## THE TASK
Please transcribe the line with "Where can the orange" and the lines after it through the end of the listing below, keeping both ends and nothing more.

## PROVIDED RECORDS
※

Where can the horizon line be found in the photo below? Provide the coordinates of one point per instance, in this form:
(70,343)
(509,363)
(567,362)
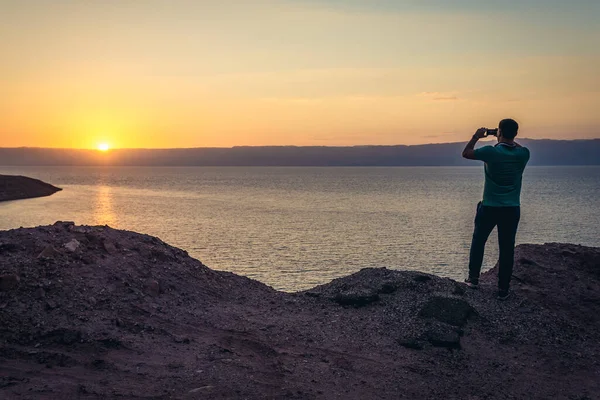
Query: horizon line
(274,146)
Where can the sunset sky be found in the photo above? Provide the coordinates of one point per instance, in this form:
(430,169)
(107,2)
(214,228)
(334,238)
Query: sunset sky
(179,73)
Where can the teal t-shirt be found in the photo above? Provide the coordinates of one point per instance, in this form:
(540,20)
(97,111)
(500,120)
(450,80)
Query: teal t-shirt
(504,166)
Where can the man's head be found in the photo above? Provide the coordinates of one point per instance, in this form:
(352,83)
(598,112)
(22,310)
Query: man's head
(507,129)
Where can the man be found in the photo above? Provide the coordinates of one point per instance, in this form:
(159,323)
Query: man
(504,166)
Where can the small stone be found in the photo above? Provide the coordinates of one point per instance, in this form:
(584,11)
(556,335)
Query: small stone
(8,282)
(200,389)
(181,339)
(152,287)
(356,297)
(458,290)
(444,336)
(109,247)
(411,343)
(51,305)
(73,245)
(64,224)
(48,252)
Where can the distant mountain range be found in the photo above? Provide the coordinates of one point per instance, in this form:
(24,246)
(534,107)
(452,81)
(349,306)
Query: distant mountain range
(543,152)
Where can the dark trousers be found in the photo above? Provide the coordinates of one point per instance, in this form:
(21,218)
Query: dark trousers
(507,220)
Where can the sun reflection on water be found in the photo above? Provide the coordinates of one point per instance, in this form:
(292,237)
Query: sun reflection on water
(103,207)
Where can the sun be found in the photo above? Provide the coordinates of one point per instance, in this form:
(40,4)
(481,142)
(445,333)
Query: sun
(103,147)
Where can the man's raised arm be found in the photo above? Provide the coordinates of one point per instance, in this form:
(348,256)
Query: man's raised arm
(469,151)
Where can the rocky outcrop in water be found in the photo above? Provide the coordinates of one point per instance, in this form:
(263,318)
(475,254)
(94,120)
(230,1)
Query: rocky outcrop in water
(95,313)
(21,187)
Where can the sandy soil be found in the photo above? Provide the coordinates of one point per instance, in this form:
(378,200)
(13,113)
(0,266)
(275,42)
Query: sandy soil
(97,313)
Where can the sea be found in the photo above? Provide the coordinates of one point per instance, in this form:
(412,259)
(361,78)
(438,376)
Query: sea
(295,228)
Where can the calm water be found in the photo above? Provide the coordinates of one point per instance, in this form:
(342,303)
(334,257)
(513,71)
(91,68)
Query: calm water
(294,228)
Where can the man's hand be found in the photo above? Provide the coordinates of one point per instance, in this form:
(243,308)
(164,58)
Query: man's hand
(469,151)
(480,133)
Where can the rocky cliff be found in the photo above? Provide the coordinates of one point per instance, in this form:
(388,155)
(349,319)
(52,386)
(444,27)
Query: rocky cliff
(21,187)
(95,313)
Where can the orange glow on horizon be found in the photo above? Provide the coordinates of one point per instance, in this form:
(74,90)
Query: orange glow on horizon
(103,147)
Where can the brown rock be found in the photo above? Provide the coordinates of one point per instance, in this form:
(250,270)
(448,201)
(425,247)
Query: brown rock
(8,282)
(152,287)
(48,252)
(73,245)
(109,247)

※

## YOUR RESPONSE
Where can the orange glow on horizon be found in the photo above? Provide the coordinates of one point per instance, in this form:
(74,90)
Query: orange glow on horizon
(103,147)
Where can the brown rock be found in the photo above? Provide the coordinates of one point per instance, in this form:
(250,270)
(448,201)
(425,247)
Query: brown rock
(8,282)
(152,287)
(48,252)
(73,245)
(109,247)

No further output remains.